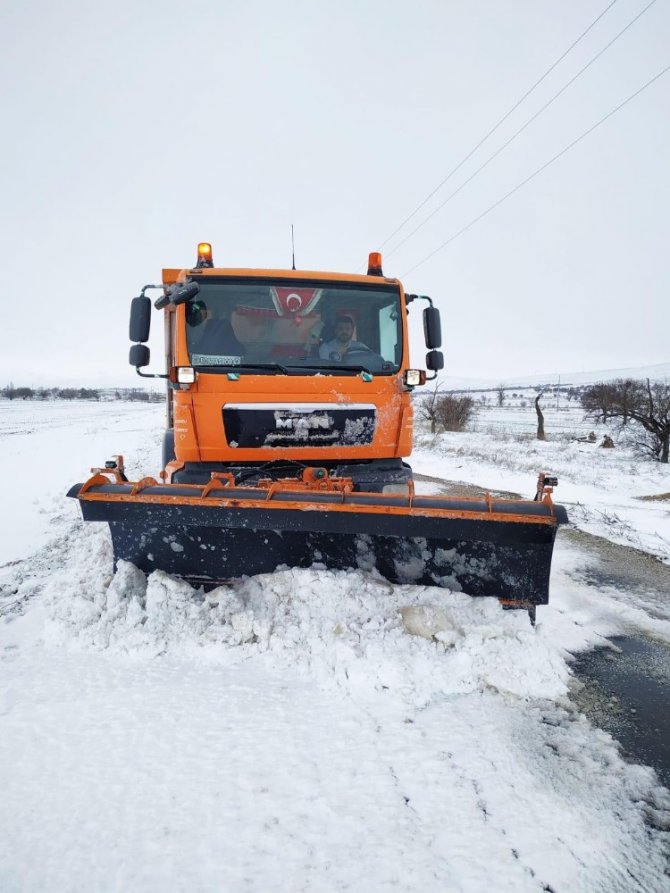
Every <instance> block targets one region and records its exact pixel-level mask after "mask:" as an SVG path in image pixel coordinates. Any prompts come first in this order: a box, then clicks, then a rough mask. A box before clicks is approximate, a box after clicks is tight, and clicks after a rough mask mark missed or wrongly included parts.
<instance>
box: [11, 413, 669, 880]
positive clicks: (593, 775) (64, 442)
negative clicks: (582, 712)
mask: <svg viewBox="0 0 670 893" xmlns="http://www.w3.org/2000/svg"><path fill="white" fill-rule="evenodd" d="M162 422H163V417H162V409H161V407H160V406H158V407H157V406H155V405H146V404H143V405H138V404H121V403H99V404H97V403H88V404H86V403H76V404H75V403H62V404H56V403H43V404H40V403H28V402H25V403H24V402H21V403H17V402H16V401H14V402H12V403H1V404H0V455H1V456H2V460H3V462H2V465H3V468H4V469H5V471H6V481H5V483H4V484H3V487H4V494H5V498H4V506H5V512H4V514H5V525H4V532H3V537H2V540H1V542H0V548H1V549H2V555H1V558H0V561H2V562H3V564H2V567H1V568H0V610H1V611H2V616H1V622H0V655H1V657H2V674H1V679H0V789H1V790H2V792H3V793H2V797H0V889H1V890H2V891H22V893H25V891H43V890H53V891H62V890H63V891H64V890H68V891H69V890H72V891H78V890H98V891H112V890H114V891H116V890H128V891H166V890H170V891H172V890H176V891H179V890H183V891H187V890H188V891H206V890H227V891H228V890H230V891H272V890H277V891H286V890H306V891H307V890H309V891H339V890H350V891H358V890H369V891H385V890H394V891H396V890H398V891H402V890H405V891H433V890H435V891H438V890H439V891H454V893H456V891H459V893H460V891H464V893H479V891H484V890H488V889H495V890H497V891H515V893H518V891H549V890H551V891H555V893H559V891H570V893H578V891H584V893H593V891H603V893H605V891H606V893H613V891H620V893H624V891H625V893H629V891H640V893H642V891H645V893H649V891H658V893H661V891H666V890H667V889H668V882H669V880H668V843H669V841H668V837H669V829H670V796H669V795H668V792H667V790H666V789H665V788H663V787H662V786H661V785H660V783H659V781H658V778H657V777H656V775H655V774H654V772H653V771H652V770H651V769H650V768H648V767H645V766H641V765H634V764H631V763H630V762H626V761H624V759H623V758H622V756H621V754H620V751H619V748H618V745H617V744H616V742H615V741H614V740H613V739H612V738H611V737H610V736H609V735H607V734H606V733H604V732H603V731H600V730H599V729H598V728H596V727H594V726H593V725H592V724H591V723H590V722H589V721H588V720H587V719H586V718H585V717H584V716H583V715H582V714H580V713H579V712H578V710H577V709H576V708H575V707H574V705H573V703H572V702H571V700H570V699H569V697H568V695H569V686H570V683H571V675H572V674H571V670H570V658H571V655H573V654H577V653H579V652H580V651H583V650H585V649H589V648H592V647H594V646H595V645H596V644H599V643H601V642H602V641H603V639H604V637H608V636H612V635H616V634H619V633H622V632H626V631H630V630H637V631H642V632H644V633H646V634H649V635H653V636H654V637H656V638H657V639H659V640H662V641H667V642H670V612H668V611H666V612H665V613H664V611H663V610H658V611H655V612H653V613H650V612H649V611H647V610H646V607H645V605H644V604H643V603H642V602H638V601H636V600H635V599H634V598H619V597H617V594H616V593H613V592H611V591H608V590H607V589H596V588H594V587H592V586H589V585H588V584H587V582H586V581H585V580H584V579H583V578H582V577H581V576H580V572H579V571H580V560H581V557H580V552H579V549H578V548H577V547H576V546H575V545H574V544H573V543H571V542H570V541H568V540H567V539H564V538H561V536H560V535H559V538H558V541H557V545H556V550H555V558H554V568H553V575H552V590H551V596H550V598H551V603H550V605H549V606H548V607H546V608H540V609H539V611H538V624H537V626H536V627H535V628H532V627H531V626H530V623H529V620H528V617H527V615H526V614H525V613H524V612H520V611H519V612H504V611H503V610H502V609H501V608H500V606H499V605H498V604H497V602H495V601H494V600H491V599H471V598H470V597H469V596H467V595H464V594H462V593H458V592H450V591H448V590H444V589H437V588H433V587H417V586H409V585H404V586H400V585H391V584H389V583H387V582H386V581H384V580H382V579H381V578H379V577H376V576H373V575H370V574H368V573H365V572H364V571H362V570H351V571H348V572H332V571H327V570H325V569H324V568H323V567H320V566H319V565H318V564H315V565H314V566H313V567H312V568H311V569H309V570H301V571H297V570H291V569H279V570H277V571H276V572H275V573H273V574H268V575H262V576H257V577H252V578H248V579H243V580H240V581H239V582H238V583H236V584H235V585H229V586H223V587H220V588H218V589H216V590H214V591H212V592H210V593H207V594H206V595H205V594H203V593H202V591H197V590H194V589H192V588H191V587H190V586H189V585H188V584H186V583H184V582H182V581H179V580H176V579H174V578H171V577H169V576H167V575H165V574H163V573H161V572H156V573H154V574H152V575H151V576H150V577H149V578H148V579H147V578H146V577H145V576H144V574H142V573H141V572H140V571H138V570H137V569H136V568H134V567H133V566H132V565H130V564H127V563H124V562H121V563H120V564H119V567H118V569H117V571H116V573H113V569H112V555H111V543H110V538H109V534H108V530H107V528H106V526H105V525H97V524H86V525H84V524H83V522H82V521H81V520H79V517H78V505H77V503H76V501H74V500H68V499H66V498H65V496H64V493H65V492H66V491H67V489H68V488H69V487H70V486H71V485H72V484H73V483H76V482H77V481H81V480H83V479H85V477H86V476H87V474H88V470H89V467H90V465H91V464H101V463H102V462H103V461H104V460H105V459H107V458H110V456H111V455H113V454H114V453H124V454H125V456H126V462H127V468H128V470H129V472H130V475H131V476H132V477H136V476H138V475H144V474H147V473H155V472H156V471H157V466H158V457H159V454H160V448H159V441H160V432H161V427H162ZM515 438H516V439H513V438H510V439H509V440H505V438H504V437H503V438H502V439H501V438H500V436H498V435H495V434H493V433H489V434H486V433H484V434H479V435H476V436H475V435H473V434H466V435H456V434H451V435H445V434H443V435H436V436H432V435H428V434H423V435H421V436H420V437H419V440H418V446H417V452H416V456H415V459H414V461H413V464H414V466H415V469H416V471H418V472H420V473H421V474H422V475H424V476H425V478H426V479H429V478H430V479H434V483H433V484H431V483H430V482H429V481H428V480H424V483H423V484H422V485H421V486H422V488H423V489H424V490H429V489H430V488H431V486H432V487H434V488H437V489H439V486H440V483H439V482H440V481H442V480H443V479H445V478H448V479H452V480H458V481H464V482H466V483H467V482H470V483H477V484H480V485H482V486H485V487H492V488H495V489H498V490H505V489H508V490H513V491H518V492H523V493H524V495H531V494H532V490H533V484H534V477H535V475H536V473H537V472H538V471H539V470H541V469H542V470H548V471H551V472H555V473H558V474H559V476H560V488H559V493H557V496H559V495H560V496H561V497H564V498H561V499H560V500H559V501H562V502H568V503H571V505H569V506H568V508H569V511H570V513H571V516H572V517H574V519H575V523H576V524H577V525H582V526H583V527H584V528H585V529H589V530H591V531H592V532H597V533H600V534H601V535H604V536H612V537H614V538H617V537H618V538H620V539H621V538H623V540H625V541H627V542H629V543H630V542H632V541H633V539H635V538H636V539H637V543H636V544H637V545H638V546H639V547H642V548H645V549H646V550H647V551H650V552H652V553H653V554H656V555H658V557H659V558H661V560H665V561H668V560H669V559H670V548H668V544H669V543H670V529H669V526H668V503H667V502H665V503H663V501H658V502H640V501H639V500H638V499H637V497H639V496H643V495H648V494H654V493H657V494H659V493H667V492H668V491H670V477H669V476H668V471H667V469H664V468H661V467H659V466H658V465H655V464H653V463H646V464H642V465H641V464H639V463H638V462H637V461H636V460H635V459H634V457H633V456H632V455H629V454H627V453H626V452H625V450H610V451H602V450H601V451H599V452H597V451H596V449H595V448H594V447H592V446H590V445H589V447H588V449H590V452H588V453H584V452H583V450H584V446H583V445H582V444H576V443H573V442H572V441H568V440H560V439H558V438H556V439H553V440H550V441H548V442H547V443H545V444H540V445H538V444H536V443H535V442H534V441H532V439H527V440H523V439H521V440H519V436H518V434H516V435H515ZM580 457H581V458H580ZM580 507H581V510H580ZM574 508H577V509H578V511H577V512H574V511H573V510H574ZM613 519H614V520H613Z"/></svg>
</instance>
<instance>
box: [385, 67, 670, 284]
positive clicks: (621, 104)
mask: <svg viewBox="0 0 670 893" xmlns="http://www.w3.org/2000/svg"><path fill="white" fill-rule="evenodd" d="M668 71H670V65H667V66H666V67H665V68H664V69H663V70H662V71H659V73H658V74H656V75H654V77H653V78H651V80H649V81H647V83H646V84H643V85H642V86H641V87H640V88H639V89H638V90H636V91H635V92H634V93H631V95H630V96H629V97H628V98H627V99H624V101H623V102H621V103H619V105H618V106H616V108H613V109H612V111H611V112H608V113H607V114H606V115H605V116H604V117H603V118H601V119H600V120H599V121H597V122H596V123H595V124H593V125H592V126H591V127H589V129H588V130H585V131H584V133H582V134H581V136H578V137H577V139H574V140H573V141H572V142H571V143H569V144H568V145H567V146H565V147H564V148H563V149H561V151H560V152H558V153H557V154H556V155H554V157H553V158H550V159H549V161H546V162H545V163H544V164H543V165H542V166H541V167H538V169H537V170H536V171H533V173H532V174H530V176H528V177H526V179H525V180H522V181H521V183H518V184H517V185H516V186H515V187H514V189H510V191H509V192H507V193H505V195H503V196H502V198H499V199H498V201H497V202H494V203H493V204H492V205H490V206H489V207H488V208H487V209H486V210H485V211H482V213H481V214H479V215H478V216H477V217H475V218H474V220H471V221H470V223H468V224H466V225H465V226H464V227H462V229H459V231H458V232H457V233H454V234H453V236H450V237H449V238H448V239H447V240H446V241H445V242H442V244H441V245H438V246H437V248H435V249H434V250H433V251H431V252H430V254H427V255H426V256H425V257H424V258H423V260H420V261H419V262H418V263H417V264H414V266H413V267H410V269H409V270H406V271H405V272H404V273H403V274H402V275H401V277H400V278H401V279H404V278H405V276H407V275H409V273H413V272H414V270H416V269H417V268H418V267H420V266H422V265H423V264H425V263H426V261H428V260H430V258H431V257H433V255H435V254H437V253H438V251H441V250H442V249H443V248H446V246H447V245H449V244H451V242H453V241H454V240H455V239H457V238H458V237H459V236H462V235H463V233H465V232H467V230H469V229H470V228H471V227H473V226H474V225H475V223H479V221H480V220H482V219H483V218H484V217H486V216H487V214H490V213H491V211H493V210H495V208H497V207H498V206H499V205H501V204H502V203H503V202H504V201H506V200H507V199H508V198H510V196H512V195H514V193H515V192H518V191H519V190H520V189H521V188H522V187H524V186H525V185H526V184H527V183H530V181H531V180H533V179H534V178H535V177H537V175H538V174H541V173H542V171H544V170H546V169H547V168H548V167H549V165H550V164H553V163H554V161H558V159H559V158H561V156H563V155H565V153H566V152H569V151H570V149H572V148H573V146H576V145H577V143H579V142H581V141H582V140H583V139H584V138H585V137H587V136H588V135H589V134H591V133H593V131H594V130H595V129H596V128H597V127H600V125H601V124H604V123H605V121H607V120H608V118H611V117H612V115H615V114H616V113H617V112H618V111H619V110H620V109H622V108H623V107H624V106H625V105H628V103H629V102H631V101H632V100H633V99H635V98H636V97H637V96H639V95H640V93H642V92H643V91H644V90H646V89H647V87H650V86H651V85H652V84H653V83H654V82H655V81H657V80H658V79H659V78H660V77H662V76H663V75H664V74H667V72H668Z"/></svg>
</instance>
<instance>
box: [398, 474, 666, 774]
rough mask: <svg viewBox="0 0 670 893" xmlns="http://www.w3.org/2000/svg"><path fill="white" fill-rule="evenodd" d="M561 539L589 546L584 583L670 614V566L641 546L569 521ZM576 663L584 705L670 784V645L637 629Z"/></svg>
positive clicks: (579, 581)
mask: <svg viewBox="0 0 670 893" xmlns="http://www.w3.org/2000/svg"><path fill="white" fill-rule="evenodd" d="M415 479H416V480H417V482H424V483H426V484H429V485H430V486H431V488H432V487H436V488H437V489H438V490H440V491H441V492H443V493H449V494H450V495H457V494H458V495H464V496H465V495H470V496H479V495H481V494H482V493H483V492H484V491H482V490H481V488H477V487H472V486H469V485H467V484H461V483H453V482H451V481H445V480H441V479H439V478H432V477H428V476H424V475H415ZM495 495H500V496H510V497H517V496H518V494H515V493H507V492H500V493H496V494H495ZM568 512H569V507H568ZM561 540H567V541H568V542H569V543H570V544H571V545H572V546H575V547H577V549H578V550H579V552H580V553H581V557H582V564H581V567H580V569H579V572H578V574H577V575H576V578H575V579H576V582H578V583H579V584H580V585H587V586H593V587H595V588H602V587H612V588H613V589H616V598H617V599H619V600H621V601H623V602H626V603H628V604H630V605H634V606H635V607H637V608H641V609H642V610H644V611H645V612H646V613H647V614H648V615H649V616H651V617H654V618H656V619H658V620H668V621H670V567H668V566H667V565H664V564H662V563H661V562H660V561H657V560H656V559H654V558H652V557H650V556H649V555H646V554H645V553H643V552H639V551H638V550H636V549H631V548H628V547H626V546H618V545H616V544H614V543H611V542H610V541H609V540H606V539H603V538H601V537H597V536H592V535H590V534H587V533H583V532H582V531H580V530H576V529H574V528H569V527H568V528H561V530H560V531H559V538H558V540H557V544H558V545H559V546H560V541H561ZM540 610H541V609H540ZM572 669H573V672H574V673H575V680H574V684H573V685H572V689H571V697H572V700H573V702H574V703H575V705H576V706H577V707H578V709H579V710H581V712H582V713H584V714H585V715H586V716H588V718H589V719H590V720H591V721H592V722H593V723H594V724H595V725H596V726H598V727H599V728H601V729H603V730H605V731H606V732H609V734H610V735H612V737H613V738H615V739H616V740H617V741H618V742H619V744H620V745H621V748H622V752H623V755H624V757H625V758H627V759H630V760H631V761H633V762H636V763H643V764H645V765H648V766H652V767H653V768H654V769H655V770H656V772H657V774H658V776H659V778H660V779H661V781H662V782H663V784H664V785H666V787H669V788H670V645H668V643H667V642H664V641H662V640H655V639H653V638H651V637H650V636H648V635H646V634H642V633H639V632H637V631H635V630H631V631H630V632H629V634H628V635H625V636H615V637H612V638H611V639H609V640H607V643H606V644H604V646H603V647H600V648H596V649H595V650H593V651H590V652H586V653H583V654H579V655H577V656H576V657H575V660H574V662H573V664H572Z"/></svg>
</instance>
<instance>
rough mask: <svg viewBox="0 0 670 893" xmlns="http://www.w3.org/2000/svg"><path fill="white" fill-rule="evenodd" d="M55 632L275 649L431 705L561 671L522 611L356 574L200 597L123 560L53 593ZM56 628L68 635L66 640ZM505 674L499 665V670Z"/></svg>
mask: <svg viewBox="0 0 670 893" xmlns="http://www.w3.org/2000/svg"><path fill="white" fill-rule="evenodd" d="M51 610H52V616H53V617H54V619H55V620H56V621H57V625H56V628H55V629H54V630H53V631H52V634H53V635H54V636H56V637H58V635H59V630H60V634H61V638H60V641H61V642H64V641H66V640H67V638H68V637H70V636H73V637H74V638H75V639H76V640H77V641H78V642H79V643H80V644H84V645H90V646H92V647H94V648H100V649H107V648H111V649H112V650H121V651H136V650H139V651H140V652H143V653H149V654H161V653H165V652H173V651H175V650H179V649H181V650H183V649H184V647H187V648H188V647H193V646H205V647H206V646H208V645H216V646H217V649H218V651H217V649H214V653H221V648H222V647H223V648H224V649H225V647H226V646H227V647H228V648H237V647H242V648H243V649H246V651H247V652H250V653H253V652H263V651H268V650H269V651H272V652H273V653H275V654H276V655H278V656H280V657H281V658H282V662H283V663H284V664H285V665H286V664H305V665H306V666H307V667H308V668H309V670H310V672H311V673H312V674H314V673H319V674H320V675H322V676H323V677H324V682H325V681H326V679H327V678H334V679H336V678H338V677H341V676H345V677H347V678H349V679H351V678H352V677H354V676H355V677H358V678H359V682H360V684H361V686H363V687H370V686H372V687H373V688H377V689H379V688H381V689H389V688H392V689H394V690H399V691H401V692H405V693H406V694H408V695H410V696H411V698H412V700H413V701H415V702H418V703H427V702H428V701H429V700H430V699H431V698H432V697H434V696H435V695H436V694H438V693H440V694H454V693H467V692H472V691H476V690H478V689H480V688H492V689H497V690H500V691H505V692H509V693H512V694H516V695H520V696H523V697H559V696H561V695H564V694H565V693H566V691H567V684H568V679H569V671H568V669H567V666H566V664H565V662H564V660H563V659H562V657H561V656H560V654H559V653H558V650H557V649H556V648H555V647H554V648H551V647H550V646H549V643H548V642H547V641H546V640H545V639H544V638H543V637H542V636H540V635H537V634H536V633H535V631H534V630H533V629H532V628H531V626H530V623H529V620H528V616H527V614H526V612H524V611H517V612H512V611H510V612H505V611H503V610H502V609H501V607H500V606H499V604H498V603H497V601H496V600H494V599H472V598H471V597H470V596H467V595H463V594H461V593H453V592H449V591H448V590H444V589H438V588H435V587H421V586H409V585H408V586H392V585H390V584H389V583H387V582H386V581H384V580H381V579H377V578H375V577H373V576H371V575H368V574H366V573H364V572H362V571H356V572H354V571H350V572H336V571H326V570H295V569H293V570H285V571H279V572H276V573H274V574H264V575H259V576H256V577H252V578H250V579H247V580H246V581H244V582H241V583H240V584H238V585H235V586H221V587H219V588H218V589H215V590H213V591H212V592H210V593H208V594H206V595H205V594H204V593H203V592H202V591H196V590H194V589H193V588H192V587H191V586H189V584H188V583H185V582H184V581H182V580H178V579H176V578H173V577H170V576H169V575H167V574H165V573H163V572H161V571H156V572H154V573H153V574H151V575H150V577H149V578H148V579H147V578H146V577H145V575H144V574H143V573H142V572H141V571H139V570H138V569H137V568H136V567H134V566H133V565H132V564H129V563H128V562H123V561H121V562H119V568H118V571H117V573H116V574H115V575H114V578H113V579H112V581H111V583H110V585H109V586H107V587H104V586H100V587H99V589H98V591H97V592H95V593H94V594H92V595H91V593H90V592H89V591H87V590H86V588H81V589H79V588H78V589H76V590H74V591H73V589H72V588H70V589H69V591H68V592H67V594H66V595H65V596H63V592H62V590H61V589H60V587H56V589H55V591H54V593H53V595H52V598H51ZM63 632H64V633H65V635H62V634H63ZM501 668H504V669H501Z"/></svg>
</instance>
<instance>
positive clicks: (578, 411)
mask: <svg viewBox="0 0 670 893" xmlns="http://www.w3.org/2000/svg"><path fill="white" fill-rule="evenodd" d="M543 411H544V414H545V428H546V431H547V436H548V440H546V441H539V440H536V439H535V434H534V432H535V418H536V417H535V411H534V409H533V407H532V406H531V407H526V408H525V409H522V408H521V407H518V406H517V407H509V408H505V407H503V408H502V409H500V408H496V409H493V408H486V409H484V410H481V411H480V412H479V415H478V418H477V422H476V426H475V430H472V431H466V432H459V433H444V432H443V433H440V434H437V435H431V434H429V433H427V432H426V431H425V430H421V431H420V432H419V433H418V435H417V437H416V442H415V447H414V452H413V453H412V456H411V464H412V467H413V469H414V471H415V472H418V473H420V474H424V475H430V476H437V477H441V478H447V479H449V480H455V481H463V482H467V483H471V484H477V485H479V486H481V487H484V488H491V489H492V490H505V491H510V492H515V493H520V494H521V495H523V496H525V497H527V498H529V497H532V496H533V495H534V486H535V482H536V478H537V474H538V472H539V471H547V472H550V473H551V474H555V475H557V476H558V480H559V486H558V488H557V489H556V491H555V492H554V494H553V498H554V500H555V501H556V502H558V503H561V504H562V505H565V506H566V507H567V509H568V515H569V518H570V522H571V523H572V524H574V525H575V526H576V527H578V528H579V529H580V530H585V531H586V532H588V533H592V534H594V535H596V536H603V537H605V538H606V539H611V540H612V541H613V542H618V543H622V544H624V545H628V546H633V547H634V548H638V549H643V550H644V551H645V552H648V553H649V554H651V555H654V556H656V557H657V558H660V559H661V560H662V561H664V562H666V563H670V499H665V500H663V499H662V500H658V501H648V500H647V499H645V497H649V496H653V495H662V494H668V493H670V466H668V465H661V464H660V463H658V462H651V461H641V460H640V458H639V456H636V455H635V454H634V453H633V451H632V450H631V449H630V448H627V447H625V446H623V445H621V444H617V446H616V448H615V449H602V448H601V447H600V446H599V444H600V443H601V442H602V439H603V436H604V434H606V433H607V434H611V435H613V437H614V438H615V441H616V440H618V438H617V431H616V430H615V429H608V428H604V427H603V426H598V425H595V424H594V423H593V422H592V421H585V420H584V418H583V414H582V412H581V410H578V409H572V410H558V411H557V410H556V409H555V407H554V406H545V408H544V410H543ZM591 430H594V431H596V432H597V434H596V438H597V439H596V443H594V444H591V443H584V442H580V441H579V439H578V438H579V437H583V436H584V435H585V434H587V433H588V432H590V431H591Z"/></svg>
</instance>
************
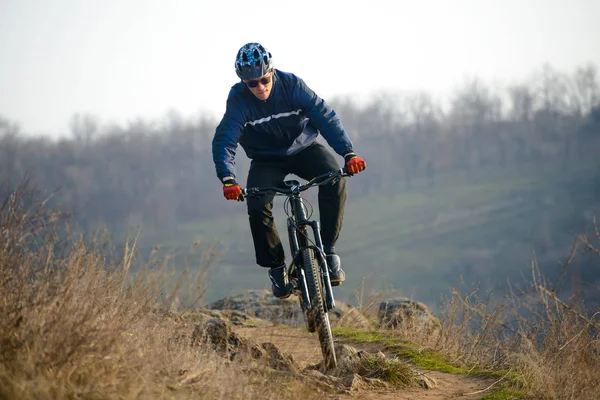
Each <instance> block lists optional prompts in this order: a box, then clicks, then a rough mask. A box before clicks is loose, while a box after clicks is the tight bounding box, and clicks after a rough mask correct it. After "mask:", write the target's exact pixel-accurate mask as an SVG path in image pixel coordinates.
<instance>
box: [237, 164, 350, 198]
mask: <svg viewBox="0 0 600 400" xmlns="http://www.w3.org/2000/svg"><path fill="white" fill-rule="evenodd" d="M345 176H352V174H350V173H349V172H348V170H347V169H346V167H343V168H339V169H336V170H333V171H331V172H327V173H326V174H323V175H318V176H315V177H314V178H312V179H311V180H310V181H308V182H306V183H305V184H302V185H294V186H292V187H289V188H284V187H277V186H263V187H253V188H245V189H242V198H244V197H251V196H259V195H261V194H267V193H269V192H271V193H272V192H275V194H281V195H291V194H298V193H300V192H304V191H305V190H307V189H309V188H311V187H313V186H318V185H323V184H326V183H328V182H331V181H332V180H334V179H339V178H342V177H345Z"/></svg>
************
### Exercise instructions
Check every line of the listing above for the string "tight", and give the number of lines that have it, nothing more.

### Response box
2